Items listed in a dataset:
┌──

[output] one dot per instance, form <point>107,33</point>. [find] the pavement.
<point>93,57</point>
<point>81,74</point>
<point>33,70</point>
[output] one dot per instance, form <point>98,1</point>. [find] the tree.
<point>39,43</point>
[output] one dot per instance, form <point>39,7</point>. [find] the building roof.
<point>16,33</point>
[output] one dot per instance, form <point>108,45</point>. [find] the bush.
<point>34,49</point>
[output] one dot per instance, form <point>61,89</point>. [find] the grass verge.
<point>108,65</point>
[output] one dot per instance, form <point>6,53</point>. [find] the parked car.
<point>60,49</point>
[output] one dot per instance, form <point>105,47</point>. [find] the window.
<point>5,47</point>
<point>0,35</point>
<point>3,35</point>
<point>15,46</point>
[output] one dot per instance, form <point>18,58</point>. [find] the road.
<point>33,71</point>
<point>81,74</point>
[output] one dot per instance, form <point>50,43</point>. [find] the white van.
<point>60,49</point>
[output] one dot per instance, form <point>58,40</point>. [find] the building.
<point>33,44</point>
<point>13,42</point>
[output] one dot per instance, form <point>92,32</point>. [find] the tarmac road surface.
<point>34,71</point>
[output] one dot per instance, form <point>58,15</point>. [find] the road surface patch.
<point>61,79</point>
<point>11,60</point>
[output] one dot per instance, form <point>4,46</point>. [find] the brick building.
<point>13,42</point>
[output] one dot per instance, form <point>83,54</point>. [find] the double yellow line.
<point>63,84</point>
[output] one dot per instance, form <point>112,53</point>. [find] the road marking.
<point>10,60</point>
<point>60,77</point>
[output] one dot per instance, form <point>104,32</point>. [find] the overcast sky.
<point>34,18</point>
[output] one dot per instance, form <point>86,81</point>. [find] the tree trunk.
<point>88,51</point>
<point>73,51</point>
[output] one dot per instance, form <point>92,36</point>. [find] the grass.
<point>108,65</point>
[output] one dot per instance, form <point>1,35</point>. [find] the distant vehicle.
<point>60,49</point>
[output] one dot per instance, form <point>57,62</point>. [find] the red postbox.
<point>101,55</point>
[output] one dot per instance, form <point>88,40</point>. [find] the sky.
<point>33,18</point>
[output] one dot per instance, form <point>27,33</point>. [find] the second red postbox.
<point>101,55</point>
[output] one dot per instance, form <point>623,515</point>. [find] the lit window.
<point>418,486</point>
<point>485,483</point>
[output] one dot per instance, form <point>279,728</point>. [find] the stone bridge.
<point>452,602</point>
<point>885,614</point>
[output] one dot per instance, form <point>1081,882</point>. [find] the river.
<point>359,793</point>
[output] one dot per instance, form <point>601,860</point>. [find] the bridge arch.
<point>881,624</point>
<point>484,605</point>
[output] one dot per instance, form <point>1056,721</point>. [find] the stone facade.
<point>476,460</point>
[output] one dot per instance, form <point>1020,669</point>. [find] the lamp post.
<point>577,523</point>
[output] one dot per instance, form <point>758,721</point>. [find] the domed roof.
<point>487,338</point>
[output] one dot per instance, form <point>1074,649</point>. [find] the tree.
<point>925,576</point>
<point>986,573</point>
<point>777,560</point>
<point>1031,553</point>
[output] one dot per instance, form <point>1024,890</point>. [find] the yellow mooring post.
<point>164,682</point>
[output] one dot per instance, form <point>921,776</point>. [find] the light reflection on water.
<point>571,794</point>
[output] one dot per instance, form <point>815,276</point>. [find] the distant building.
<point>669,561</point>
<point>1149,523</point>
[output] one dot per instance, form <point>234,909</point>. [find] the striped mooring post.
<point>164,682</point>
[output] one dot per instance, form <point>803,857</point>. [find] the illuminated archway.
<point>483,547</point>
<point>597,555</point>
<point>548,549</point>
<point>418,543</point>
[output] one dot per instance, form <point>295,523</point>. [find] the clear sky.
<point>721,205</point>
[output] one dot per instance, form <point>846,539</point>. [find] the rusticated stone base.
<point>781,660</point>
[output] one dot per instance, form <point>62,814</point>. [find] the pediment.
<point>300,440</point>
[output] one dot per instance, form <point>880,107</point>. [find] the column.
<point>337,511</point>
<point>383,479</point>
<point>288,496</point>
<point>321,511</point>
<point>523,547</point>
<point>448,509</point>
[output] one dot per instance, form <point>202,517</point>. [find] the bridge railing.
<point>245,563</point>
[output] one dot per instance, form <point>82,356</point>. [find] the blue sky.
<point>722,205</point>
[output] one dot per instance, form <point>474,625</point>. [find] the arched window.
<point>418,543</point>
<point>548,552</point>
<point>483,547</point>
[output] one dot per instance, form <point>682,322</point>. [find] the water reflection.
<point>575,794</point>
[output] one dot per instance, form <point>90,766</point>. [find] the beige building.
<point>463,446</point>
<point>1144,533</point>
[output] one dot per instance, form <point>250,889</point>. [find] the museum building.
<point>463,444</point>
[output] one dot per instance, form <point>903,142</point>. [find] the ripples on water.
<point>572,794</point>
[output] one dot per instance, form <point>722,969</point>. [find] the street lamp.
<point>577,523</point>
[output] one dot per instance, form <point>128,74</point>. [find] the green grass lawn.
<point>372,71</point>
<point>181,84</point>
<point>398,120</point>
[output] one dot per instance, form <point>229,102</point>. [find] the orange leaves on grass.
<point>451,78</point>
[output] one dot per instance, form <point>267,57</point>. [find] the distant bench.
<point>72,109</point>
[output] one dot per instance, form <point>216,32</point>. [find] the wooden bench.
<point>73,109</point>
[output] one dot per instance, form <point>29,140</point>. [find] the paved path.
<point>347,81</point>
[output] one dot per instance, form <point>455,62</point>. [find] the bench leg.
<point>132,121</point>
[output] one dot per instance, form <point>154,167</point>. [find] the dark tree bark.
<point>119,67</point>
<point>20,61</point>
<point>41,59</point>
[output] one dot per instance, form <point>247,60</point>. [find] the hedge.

└──

--- AIM OF THE TASK ---
Go through the records above and write each one out again exactly.

--- RESULT OF THIS EXERCISE ---
[output] one dot per instance, form <point>107,33</point>. [find] the pavement.
<point>93,57</point>
<point>81,74</point>
<point>33,70</point>
[output] one dot per instance, form <point>98,1</point>. [find] the tree.
<point>39,43</point>
[output] one dot per instance, form <point>39,7</point>. [find] the building roof.
<point>16,33</point>
[output] one dot per instance, form <point>108,45</point>. [find] the bush.
<point>34,49</point>
[output] one dot per instance, form <point>61,89</point>. [find] the grass verge.
<point>108,65</point>
[output] one dot per instance, form <point>6,53</point>. [find] the parked car.
<point>60,49</point>
[output] one dot per instance, form <point>105,47</point>. [find] the window.
<point>5,47</point>
<point>0,35</point>
<point>3,35</point>
<point>15,46</point>
[output] one dot per instance, form <point>18,58</point>. [find] the road.
<point>33,71</point>
<point>81,74</point>
[output] one dot per instance, form <point>50,43</point>. [find] the white van.
<point>60,49</point>
[output] one dot per instance, form <point>58,40</point>. [find] the building.
<point>33,44</point>
<point>13,42</point>
[output] one dot per instance, form <point>92,32</point>. [find] the tarmac road surface.
<point>34,71</point>
[output] one dot per instance, form <point>58,15</point>. [find] the road surface patch.
<point>61,79</point>
<point>11,60</point>
[output] one dot per instance, form <point>4,46</point>. [find] the brick building.
<point>13,42</point>
[output] one dot per instance, form <point>83,54</point>. [find] the double yellow line.
<point>63,84</point>
[output] one dot per instance, form <point>112,53</point>. [find] the road marking.
<point>10,60</point>
<point>60,77</point>
[output] one dot per instance, form <point>104,32</point>. [find] the overcast sky.
<point>34,18</point>
[output] one dot per instance, form <point>86,81</point>. [find] the tree trunk.
<point>88,51</point>
<point>73,51</point>
[output] one dot per instance, form <point>92,36</point>. [find] the grass.
<point>108,65</point>
[output] one dot per instance, form <point>1,35</point>. [find] the distant vehicle.
<point>60,49</point>
[output] one dot per instance, form <point>57,62</point>. [find] the red postbox.
<point>101,55</point>
[output] one dot per instance, form <point>88,40</point>. [find] the sky.
<point>33,18</point>
[output] one dot per instance, form <point>27,33</point>. [find] the second red postbox.
<point>101,55</point>
[output] one dot per instance, form <point>623,515</point>. [find] the lit window.
<point>418,486</point>
<point>485,483</point>
[output] one dot per instance, form <point>279,728</point>. [find] the stone bridge.
<point>452,602</point>
<point>885,614</point>
[output] one dot per instance, form <point>1081,882</point>. [find] the river.
<point>359,793</point>
[output] one dot per instance, form <point>601,860</point>. [find] the bridge arch.
<point>881,624</point>
<point>484,605</point>
[output] one dot per instance, form <point>1056,721</point>. [find] the stone facade.
<point>476,460</point>
[output] one dot per instance, form <point>1020,669</point>. [find] the lamp post.
<point>577,523</point>
[output] one dot per instance, form <point>758,721</point>. [find] the domed roof.
<point>487,338</point>
[output] one dot per instance, form <point>1074,649</point>. [find] the tree.
<point>925,576</point>
<point>986,573</point>
<point>777,560</point>
<point>1031,553</point>
[output] one dot per instance, form <point>1024,890</point>. [find] the yellow mooring post.
<point>164,682</point>
[output] one dot per instance, form <point>921,776</point>. [find] the light reflection on water.
<point>571,794</point>
[output] one dot per instance, form <point>815,276</point>. [find] the distant building.
<point>669,561</point>
<point>1149,523</point>
[output] one dot per instance, form <point>234,909</point>. [find] the striped mooring post.
<point>164,682</point>
[output] one dot per instance, form <point>803,857</point>. [find] the illuminated archway.
<point>483,547</point>
<point>597,555</point>
<point>548,549</point>
<point>418,543</point>
[output] one dot per instance, form <point>295,523</point>. [find] the clear sky.
<point>721,205</point>
[output] one dot per instance, form <point>846,539</point>. [find] the rusticated stone base.
<point>781,660</point>
[output] one dot per instance, form <point>62,814</point>. [find] the pediment.
<point>300,440</point>
[output] one dot per instance, form <point>880,107</point>. [find] the column.
<point>337,511</point>
<point>383,479</point>
<point>288,496</point>
<point>321,511</point>
<point>523,547</point>
<point>448,509</point>
[output] one dot per instance, form <point>202,517</point>. [find] the bridge railing.
<point>245,563</point>
[output] one dot per instance, form <point>82,356</point>. [find] the blue sky.
<point>722,205</point>
[output] one dot per instance, form <point>474,625</point>. [find] the arched window.
<point>418,543</point>
<point>548,552</point>
<point>483,547</point>
[output] one dot per instance, form <point>682,322</point>. [find] the water reflection.
<point>575,794</point>
[output] one dot per instance, form <point>90,766</point>. [find] the beige building.
<point>463,446</point>
<point>1144,533</point>
[output] one dot per instance, form <point>250,889</point>. [find] the museum building.
<point>463,444</point>
[output] one dot per instance, form <point>903,142</point>. [find] the ripples on water.
<point>572,794</point>
[output] one dot per instance, form <point>722,969</point>. [find] the street lamp.
<point>577,523</point>
[output] one dot per instance, form <point>128,74</point>. [find] the green grass lawn.
<point>372,71</point>
<point>181,84</point>
<point>398,120</point>
[output] one dot per instance, form <point>229,102</point>. [find] the orange leaves on grass.
<point>451,78</point>
[output] one dot per instance, form <point>267,57</point>. [find] the distant bench.
<point>72,109</point>
[output] one dot per instance, form <point>216,32</point>. [find] the wooden bench.
<point>73,109</point>
[output] one dot per instance, form <point>29,140</point>. [find] the paved path.
<point>347,81</point>
[output] one dot per instance, form <point>455,62</point>. [find] the bench leg.
<point>132,121</point>
[output] one dot per instance, form <point>154,167</point>. [find] the dark tree bark.
<point>119,67</point>
<point>20,61</point>
<point>41,59</point>
[output] one dot per instance, form <point>247,60</point>. [find] the hedge.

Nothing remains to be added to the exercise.